— Required tasks —
(1) Please answer these questions about the patent passage on virtual machine disk image replication, one line each:
(a) What are servers called that store replicas of a virtual machine's disk image for failover purposes?
(b) According to the description of FIG. 4A, how is disk image 300 structured?
(c) Besides a B-tree, which data structures does the passage name as possible alternatives?
(2) Carry the patent passage on virtual machine disk image replication forward from its last sentence.

— Extract provided —

+-------+

An embodiment of the invention that utilizes a network architecture
similar to that of FIG. 2 replicates disk images across the local
storages of servers in a cluster to provide server failure
protection. If a server fails, another server in the cluster that
has a locally stored replica of the disk image of a virtual machine
in the failed server can failover that particular virtual machine.
In one embodiment, a designated server in the cluster has
responsibilities as a replication manager and may, for example,
instruct server 200.sub.A to replicate the disk image for virtual
machine 210.sub.A to the local storages of servers 200.sub.B,
200.sub.C, and 200.sub.H. As referred to herein, a server that is
running a virtual machine is the "primary server" with respect to
the virtual machine, and other servers that store replications of
the virtual machine's disk image for failover purposes are
"secondary servers." Similarly, a copy of the disk image of a
virtual machine that is stored in the local storage of the primary
server is a "primary" copy, replica or disk image, and a copy of
the disk image of a virtual machine that is stored in the local
storage of a secondary server is a "secondary" copy, replica or
disk image. FIG. 3 depicts disk image replication for a virtual
machine running on a server using a decentralized storage system,
according to one or more embodiments of the present invention. In
particular, virtual machine 210.sub.A running on primary server
200.sub.A utilizes a primary disk image 300 stored on local storage
205.sub.A of server 200.sub.A during normal operations. Primary
disk image 300 is replicated as secondary disk images 305, 310 and
315, respectively, in the local storages of secondary servers
200.sub.B, 200.sub.C, and 200.sub.H.
FIG. 4A depicts a log structure of a disk image of a virtual
machine stored on local storage, according to one or more
embodiments of the present invention. As illustrated in FIG. 4A,
disk image 300 for virtual machine 210.sub.A running on server
200.sub.A is structured as a temporally ordered log of update
operations made to the disk. For example, when virtual machine
210.sub.A issues a write operation (e.g., containing a logical
block address from the virtual address space of the virtual machine
and data to be written into the logical block address) to its disk,
virtual machine file system 220.sub.A receives the write operation
and generates a corresponding update operation, such as update
operation 400, and appends update operation 400 to the end of the
log structure of disk image 300. In one embodiment, virtual machine
file system 220.sub.A further maintains a B-tree data structure
that maps the logical block addresses referenced in write
operations issued by virtual machine 210.sub.A to physical
addresses of local storage 205.sub.A that reference locations of
the update operations (and data residing therein) corresponding to
the issued write operations. In such an embodiment, when virtual
machine file system 220.sub.A receives a write operation from
virtual machine 210.sub.A, it additionally inserts the physical
address corresponding to the update operation in the log structure
of the disk image into the B-tree such that the physical address
can be found by providing the logical block address of the write
operation to the B-tree. This B-tree enables virtual machine file
system 220.sub.A to handle read operations issued by virtual
machine 210.sub.A. For example, when virtual machine 210.sub.A
issues a read operation (e.g., containing a logical block address
from the virtual address space of the virtual machine from which to
read data) to its disk, virtual machine file system 220.sub.A
receives the read operation, obtains a physical address from the
B-tree that corresponds to a previous update command 405 (e.g.,
from a prior completed write operation) stored in the log structure
that contains the requested data, and retrieves the data for
virtual machine 210.sub.A. Instead of a B-tree data structure,
other similar tree or search data structure, such as but not
limited to lookup tables, radix trees and the like, may be
used.

+-------+

— Raw data —
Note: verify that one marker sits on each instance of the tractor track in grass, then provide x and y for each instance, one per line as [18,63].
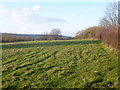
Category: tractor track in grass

+-------+

— Answers in order —
(1)
(a) Secondary servers.
(b) As a temporally ordered log of update operations made to the disk.
(c) Lookup tables and radix trees.

(2)
FIG. 4B depicts the internal data structure of an update operation
of a disk image, according to one or more embodiments of the
present invention. An update operation stored in disk image 300,
such as update operation 410 in FIG. 4B, contains a header portion
415 and data portion 420. Header portion 415 includes an id entry
425 that stores a public unique identification or id for the update
operation, a "parent" id entry 430 that stores a private unique id
of the preceding update operation stored in the log of disk image
300, and data information entry 435 that stores descriptive
information about data portion 420 (e.g., amount of data, address
locations, etc.).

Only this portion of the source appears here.